Exercise → In the answer, every entry must appear exactly as given.

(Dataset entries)
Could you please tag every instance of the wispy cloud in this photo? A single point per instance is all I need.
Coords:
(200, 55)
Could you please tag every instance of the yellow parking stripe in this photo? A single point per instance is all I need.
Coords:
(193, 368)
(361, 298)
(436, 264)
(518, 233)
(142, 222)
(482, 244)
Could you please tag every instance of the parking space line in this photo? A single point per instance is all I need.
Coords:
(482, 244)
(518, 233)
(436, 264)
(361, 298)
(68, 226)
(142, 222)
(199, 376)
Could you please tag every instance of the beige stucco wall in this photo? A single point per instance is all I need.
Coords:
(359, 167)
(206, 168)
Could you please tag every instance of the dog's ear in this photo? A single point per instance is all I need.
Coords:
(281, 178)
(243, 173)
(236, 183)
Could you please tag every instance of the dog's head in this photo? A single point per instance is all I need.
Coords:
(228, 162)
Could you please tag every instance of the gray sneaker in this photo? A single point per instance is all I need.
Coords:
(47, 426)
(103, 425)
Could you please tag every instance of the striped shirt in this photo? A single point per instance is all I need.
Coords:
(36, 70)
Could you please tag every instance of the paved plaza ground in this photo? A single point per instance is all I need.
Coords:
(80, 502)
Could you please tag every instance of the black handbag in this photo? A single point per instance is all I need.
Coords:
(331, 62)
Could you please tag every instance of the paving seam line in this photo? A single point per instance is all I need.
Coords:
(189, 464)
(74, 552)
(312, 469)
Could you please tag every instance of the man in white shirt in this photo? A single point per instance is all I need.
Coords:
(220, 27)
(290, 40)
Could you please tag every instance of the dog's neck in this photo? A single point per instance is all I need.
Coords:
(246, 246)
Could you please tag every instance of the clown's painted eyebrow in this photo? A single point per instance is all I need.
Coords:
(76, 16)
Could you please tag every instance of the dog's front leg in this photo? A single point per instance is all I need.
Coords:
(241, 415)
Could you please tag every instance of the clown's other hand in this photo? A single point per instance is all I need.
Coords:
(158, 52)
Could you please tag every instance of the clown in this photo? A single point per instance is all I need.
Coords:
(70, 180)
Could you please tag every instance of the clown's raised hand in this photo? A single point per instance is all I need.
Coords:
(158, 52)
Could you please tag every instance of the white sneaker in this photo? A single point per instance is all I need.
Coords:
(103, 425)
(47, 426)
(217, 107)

Exercise solution →
Could you please tag every instance of the wispy cloud in this photo? A single point per instance is all I need.
Coords:
(200, 55)
Could you please tag every instance of the yellow parking stripe in this photo? A single point per instance is all I need.
Coords:
(193, 368)
(361, 298)
(436, 264)
(518, 233)
(142, 222)
(482, 244)
Could you please tag every instance of the parking space line in this photo? A single point per instance is all I need.
Coords:
(482, 244)
(518, 233)
(436, 264)
(361, 298)
(68, 226)
(142, 222)
(199, 376)
Could you please tag every instance of the beige stucco wall in this photo? A single point per instance is all I need.
Coords:
(359, 167)
(206, 168)
Could you please tag every instance of the dog's ear in this photo? A single point per instance is all I need.
Coords:
(281, 178)
(243, 173)
(236, 183)
Could you please tag every instance of the dog's head in this photo? A single point per instance is all I need.
Coords:
(228, 162)
Could you please tag every instance of the gray sneaker in this photo? A single point per instance is all I need.
Coords:
(47, 426)
(103, 425)
Could you please tag every instance of the striped shirt in this photo? A single point per instance is all I need.
Coords:
(36, 70)
Could you please tag every instance of the paved plaza ground in this photo? A single point per instance is all I need.
Coords:
(80, 502)
Could you please tag every instance of the black handbag in this photo? A single point per instance is all I need.
Coords:
(331, 62)
Could you please tag every instance of the paving seam line in this photo? A single point per instance is all I need.
Coords:
(189, 464)
(74, 552)
(312, 469)
Could you please tag every instance of the man in white shirt in this photo? A single point per instance is all I need.
Coords:
(220, 27)
(290, 40)
Could you please tag every instance of the dog's neck in this photo? A single point per instance is all I need.
Coords:
(246, 246)
Could you please tag every instance of the clown's painted eyebrow in this photo? A single point per instance is all I need.
Coords:
(76, 16)
Could you please tag every instance of the dog's front leg in this photo? A single point per instance is all I need.
Coords:
(241, 415)
Could you please tag every instance of the clown's other hand in this photo? A single point per instance is all I need.
Coords:
(158, 52)
Could you please tag every instance of the clown in this photo? A single point per instance is all I need.
Coords:
(70, 180)
Could you please tag every instance of the clown's raised hand in this photo? A single point per instance is all I need.
Coords:
(158, 52)
Could you please tag every instance of the white sneaker in this photo? A single point per instance is all I need.
Coords:
(103, 425)
(47, 426)
(217, 107)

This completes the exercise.